Input data:
* begin *

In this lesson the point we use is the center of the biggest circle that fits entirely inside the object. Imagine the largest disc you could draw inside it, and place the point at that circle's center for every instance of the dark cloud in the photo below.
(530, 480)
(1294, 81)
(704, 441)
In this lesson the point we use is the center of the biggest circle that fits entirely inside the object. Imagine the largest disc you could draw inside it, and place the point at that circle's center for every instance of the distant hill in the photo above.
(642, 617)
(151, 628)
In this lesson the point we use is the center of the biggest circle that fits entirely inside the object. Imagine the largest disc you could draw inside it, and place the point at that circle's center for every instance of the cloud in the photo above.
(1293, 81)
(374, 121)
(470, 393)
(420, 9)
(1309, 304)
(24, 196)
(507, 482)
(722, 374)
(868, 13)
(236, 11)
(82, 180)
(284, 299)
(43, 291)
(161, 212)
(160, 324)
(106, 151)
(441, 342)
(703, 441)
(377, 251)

* end *
* begin *

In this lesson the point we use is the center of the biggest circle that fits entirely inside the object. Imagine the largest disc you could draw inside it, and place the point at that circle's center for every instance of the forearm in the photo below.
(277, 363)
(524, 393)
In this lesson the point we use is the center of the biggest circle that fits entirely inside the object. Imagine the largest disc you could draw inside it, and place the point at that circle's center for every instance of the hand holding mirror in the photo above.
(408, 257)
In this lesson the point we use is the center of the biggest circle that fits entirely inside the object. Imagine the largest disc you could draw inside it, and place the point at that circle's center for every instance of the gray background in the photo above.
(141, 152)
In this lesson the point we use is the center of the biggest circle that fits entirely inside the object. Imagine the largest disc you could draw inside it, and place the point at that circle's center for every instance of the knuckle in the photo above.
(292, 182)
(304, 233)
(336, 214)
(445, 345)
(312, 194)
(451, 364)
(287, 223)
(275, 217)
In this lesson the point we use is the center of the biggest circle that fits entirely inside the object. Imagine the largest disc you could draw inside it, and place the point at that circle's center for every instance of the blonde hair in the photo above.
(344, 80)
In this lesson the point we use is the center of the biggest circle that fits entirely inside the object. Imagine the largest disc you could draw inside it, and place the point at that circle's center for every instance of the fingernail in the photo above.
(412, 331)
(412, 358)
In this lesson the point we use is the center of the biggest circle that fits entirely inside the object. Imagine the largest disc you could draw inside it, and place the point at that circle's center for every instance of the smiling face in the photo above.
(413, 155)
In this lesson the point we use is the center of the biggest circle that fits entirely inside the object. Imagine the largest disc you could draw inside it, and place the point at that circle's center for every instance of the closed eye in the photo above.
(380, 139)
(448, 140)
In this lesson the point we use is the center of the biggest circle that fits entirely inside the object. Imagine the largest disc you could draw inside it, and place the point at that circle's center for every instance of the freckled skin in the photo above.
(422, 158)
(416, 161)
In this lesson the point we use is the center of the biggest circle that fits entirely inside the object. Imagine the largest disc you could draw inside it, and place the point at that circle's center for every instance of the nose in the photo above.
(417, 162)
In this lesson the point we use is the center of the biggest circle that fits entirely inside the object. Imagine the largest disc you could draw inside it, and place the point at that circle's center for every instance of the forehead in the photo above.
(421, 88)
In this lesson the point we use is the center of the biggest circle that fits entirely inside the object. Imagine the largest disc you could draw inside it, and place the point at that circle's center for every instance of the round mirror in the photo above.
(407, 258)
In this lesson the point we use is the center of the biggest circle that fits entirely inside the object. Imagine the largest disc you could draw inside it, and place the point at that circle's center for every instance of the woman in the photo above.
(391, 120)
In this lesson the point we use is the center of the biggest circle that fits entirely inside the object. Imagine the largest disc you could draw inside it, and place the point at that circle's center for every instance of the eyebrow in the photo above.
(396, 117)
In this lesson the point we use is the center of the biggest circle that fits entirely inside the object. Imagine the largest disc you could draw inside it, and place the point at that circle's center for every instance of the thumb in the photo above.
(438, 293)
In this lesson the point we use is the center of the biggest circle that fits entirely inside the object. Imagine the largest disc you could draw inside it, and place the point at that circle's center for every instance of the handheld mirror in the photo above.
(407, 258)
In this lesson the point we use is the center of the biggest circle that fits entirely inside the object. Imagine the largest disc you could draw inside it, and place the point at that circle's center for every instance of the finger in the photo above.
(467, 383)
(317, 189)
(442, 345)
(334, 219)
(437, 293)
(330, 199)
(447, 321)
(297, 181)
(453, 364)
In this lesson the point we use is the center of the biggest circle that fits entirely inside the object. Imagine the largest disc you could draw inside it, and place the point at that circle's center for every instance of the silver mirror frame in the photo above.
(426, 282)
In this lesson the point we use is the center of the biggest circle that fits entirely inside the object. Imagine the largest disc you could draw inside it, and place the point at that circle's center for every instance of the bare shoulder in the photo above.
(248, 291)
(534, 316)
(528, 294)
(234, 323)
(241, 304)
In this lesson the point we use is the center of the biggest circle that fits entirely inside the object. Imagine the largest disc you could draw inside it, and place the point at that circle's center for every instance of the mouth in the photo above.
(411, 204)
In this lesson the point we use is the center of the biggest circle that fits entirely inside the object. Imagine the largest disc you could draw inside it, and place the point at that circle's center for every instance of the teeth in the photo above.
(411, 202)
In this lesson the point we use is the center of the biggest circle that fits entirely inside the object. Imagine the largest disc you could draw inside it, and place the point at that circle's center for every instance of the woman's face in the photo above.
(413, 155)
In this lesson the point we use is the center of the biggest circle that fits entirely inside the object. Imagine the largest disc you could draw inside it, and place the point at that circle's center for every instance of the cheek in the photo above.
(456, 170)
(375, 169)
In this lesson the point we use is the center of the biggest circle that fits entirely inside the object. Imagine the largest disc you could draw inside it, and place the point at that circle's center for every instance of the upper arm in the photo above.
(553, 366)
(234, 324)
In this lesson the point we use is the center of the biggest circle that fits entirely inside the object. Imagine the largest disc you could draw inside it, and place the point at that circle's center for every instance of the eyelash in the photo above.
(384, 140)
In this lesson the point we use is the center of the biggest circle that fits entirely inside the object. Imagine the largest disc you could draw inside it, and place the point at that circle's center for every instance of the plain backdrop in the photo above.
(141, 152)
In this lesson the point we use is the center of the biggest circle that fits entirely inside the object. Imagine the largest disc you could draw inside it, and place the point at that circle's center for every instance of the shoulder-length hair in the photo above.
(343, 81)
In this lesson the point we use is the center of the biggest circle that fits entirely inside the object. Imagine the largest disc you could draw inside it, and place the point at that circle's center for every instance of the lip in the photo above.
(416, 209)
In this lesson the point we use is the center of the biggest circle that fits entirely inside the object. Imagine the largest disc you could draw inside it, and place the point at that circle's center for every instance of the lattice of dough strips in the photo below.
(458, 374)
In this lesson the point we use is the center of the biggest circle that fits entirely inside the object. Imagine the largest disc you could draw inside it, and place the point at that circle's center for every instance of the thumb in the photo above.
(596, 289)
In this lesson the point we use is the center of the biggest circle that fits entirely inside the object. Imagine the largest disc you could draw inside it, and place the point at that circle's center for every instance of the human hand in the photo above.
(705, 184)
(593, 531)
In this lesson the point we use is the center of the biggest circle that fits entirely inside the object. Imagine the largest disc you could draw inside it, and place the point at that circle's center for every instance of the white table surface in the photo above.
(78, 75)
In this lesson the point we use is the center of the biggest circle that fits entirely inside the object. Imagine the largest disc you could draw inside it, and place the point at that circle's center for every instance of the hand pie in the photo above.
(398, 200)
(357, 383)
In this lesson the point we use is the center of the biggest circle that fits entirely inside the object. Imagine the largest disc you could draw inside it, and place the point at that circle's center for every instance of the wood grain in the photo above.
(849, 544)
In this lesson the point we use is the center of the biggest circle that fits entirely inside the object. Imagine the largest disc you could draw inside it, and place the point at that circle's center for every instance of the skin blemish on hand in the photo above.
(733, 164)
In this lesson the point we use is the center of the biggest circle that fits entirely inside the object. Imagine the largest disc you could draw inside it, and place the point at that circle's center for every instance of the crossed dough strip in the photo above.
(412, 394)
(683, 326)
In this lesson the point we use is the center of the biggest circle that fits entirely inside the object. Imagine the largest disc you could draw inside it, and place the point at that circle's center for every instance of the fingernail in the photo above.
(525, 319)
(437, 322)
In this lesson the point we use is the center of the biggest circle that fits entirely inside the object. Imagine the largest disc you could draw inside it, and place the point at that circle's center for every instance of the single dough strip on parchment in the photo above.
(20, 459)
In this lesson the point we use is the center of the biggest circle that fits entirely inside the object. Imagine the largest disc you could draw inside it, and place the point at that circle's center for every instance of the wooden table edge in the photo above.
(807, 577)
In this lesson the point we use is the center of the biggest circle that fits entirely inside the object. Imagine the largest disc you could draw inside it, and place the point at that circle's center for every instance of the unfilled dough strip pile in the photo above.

* end *
* begin *

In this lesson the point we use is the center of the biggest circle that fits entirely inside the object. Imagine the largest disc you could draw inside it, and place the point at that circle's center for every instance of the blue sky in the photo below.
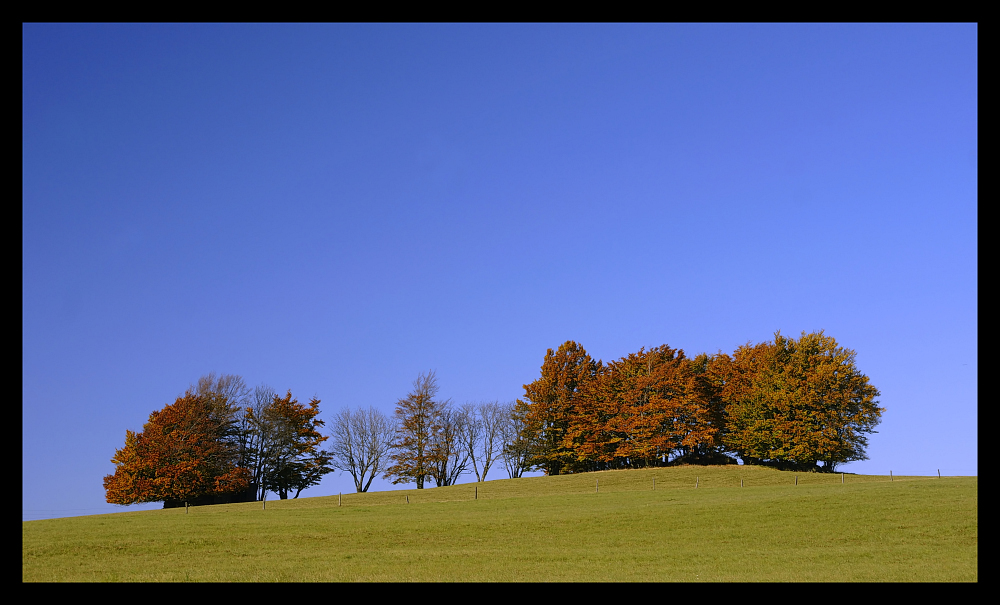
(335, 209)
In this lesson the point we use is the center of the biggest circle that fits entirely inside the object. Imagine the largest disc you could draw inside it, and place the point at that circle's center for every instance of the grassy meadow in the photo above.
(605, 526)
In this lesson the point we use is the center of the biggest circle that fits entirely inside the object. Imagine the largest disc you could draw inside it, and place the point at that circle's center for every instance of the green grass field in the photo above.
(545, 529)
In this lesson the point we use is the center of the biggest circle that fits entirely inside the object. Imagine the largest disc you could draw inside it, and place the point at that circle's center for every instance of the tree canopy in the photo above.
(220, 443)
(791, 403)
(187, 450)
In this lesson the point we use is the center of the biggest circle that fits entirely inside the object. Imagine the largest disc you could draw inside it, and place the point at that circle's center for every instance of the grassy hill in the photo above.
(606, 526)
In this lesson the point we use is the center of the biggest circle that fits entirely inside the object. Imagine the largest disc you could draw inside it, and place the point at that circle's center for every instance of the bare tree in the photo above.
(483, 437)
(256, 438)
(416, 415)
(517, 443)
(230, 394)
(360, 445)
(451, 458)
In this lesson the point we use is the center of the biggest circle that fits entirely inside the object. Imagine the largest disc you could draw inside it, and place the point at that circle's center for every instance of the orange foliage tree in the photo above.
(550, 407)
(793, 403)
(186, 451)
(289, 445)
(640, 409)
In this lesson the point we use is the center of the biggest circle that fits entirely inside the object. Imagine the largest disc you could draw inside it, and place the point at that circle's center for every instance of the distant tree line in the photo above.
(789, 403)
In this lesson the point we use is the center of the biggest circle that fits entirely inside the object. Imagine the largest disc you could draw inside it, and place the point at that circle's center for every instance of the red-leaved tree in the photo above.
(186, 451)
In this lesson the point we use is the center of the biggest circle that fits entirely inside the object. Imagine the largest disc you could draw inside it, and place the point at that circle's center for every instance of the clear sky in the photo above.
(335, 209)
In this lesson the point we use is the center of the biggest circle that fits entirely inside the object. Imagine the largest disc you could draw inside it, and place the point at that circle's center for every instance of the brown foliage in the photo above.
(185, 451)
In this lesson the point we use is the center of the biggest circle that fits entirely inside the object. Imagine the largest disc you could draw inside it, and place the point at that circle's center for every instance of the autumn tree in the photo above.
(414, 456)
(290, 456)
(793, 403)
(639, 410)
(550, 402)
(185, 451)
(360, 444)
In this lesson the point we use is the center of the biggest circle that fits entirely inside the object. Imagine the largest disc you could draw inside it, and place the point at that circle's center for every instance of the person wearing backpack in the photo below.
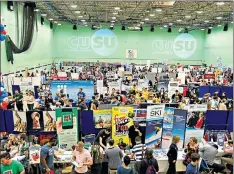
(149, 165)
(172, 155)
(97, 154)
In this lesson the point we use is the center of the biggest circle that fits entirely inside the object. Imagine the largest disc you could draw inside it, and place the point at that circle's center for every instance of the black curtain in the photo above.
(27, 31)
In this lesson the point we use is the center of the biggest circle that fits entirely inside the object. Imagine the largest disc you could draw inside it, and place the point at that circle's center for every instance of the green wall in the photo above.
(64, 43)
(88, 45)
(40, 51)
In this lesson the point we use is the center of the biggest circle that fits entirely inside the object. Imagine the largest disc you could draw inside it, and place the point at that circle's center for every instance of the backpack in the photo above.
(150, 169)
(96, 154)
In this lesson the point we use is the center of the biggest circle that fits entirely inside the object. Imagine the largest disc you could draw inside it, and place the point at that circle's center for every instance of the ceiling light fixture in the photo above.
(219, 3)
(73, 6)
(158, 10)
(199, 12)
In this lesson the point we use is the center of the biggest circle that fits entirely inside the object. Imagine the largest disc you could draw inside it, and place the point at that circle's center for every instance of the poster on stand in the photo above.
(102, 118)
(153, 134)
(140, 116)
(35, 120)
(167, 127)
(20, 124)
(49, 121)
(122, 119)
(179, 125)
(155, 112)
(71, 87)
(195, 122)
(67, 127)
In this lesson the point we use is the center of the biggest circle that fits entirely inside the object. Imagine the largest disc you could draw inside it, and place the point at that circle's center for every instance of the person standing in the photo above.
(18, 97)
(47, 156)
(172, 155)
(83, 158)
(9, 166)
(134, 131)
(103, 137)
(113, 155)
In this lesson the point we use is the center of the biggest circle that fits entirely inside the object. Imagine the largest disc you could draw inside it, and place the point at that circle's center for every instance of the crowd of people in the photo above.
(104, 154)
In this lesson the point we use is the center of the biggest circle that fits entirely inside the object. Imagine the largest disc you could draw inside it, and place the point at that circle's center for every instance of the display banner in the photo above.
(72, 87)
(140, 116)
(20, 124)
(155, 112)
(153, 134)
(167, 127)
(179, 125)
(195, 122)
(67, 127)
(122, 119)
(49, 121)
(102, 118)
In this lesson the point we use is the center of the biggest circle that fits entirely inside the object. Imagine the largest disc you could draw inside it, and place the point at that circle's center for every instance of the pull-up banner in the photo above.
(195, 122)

* end *

Aim of the exercise:
Filter the listing above down to every line that contains the string "hair", and copy each such line. Case counts when matching.

Result of the exercise:
In this lesson the point we use is the center of the biggest circle that fits entirely inside the object. Imagine the largest disc you could draw inside it, and place the point at that circle's center for every instance of the blonde hair in the photo above.
In this lesson the point we use is the center of the biggest circle that fits entirely inside the object. Imagine the largest disc you could draw inside it, and place the point at that circle's center for every instance of the shoulder-length hair in the photo above.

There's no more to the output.